Data for processing
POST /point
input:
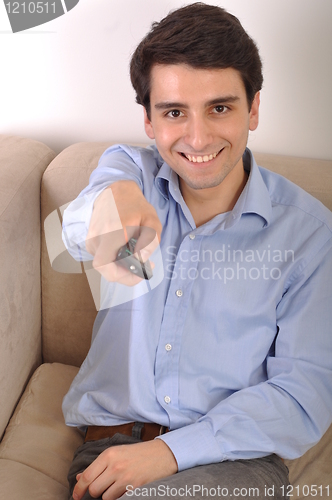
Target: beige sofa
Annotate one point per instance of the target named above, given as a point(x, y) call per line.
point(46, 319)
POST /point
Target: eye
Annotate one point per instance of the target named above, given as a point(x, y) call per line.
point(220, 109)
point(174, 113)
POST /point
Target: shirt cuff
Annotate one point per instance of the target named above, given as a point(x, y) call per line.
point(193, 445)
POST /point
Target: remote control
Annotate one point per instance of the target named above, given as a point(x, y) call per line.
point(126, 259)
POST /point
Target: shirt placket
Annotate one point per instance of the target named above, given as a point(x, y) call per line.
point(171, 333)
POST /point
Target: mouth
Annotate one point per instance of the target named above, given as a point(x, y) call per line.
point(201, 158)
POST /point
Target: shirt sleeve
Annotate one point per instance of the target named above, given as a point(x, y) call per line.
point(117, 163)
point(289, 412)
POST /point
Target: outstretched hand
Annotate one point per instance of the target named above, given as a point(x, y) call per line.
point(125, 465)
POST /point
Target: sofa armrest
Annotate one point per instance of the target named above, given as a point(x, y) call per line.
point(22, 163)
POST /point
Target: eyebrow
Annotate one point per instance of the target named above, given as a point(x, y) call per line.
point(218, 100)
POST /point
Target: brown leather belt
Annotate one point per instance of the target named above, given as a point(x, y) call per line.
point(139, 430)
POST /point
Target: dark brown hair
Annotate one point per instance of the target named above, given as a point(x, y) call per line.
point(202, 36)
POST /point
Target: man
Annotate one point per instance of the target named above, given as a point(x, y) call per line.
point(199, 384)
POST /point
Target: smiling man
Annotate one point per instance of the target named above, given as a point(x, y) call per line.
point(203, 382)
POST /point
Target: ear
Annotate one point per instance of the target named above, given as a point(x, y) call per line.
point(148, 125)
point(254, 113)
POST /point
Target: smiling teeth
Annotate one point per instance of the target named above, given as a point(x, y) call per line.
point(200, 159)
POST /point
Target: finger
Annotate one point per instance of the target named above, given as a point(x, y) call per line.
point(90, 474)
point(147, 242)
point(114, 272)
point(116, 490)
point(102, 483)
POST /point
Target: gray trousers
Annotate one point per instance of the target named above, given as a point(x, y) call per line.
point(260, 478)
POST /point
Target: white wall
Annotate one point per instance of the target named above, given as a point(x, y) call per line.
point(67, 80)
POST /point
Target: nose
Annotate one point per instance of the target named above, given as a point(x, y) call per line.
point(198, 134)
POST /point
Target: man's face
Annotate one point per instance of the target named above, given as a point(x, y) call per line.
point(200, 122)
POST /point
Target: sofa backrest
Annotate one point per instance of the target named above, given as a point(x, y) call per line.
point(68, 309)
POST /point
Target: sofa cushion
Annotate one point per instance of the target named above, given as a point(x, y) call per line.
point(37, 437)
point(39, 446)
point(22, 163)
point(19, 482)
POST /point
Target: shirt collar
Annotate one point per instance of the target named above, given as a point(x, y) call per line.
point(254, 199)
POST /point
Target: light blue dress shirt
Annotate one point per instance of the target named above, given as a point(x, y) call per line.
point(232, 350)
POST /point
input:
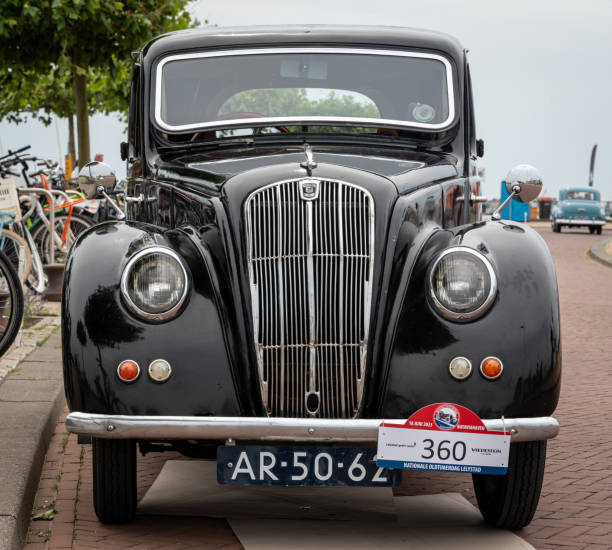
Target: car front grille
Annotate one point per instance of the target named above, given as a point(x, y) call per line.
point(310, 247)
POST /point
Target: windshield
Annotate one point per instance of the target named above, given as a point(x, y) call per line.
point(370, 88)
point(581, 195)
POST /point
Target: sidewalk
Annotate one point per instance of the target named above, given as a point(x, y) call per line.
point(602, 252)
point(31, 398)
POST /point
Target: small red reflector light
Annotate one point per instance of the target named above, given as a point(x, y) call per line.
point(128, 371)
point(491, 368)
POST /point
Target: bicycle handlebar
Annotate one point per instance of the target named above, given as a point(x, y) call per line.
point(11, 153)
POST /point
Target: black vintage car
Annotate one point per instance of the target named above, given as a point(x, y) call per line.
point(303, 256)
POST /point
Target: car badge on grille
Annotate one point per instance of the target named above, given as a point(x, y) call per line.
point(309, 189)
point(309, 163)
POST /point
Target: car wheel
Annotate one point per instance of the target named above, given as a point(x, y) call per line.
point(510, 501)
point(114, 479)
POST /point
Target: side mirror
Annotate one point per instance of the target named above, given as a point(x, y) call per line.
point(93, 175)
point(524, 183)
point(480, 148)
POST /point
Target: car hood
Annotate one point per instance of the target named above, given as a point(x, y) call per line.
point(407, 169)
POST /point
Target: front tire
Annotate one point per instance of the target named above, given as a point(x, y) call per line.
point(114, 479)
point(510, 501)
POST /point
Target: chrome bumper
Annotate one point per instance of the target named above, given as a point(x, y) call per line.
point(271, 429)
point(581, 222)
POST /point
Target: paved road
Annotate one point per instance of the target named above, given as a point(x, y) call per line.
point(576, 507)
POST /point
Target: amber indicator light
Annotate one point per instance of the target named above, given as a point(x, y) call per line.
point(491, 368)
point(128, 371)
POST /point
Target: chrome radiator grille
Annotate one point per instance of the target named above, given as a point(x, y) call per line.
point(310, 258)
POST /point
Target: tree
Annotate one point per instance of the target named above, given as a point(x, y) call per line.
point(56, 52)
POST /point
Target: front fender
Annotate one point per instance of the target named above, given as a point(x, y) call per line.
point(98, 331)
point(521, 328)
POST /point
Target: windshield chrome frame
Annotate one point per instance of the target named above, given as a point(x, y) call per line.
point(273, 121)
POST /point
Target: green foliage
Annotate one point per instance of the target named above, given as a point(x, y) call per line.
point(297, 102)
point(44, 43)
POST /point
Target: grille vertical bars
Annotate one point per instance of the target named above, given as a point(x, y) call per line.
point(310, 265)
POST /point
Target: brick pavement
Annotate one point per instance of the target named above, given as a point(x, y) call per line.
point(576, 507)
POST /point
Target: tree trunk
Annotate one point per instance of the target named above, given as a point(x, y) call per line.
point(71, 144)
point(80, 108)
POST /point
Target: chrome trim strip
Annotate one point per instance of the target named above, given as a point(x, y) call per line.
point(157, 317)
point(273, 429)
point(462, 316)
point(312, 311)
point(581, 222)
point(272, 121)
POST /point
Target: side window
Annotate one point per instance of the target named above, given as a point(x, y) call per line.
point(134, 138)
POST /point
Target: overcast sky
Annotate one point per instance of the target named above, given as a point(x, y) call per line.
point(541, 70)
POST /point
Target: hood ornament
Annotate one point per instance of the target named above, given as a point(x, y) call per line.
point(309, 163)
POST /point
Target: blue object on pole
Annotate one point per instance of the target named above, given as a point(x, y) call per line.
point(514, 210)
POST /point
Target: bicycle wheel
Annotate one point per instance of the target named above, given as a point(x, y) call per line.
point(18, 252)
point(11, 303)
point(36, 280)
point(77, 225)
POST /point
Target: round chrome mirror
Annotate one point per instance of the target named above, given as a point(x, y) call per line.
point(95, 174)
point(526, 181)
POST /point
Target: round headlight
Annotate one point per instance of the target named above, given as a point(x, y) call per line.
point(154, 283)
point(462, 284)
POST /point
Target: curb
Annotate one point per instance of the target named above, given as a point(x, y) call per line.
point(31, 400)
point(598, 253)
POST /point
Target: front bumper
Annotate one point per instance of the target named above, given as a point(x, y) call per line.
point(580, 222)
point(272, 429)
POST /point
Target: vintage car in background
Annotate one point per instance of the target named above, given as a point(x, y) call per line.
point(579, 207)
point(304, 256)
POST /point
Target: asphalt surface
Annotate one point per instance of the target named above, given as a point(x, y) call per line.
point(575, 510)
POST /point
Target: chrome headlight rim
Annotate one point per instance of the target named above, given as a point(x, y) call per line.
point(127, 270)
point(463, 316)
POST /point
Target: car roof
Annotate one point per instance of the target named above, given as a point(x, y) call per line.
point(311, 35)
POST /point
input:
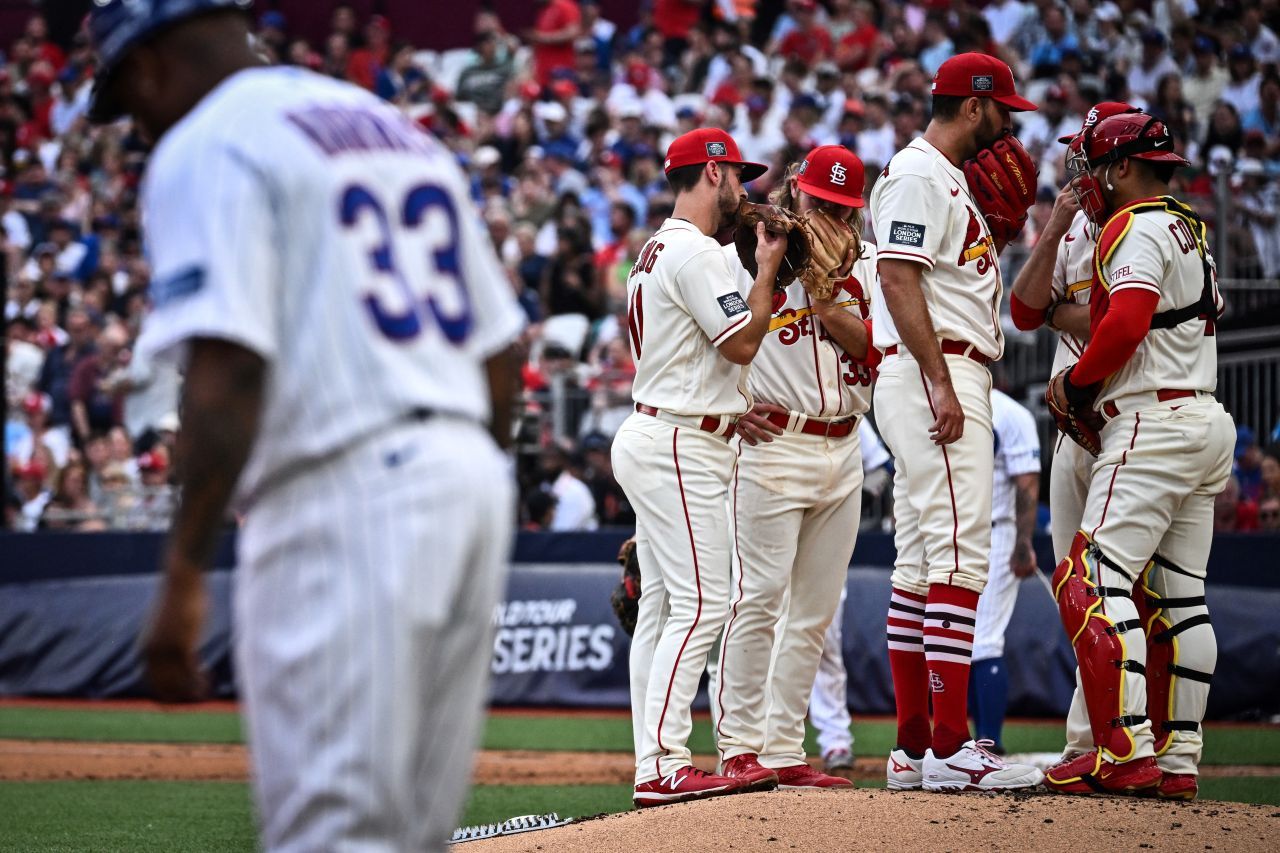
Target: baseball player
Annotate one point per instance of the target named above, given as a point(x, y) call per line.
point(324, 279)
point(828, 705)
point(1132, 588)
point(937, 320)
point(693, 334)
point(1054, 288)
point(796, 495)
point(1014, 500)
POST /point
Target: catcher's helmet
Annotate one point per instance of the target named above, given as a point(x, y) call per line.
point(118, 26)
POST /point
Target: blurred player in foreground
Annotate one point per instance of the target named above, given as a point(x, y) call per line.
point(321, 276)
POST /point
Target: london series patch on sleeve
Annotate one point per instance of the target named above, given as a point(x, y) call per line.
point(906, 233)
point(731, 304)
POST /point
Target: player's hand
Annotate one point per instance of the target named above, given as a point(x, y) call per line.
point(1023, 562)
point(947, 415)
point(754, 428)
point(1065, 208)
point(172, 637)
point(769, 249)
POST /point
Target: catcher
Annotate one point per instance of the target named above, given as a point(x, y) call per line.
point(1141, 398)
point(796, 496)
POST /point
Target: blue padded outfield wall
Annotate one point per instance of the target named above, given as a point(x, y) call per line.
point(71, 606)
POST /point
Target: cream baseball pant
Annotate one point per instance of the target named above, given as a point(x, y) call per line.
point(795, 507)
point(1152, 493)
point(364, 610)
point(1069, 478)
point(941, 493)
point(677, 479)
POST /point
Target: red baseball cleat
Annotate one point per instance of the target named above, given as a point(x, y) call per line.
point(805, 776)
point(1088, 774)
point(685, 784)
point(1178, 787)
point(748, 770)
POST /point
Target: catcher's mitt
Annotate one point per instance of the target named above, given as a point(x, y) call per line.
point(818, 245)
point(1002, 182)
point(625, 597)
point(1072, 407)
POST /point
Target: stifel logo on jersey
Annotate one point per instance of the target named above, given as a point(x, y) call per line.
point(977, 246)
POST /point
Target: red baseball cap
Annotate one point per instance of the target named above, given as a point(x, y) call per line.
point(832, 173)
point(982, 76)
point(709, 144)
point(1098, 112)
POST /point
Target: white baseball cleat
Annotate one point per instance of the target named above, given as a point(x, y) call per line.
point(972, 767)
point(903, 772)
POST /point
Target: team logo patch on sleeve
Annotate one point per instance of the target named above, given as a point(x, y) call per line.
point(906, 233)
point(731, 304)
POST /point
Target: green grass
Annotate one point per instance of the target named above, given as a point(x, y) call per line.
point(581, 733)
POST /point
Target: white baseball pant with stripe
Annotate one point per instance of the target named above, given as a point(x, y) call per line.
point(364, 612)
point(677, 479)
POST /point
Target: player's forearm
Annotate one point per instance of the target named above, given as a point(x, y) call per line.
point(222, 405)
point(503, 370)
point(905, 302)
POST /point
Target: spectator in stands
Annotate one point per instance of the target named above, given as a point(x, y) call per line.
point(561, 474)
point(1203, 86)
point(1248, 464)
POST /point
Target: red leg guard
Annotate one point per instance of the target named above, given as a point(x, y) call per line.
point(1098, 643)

Aim of the task
Turn the material above into a two-column CSV with the columns input and output. Begin at the start of the material and stop after the line containing "point(126, 259)". Give one row for each "POST /point" call, put each field in quotes, replace line breaks with spaces, and leave the pictures out.

Correct answer
input,output
"POST /point input: Target: beige sofa Annotate one point per instance of the target named above, given as a point(x, y) call per line.","point(46, 319)"
"POST /point Target: eye Annotate one point per instance of the target named above, given as a point(x, y) call per line.","point(220, 109) point(174, 113)"
"POST /point Target: shirt cuff Annotate one point per instance of the target named above, given as a point(x, y) call per line.","point(193, 445)"
"POST /point Target: remote control Annotate one point per instance of the target named above, given as a point(x, y) call per line.","point(126, 259)"